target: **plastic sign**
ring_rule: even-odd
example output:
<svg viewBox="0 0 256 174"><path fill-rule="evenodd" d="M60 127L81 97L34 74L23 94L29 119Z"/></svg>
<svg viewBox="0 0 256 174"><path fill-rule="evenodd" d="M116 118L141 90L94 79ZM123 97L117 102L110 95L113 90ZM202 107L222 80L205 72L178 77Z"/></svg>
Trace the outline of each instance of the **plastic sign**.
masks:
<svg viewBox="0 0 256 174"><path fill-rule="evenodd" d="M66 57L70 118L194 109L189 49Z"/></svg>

## Exercise directions
Can you turn every line of the items above into a JSON list of strings, one string per line, with blank lines left out?

## Result
[
  "target: **plastic sign**",
  "ring_rule: even-odd",
  "example output:",
  "<svg viewBox=\"0 0 256 174\"><path fill-rule=\"evenodd\" d=\"M60 127L81 97L34 74L23 94L29 119Z\"/></svg>",
  "<svg viewBox=\"0 0 256 174\"><path fill-rule=\"evenodd\" d=\"M116 118L141 90L94 79ZM123 97L117 102L110 95L113 90ZM202 107L222 80L205 72L178 77Z\"/></svg>",
  "Trace the outline of each instance of the **plastic sign**.",
  "masks:",
  "<svg viewBox=\"0 0 256 174\"><path fill-rule=\"evenodd\" d=\"M66 57L70 118L194 109L189 49Z\"/></svg>"
]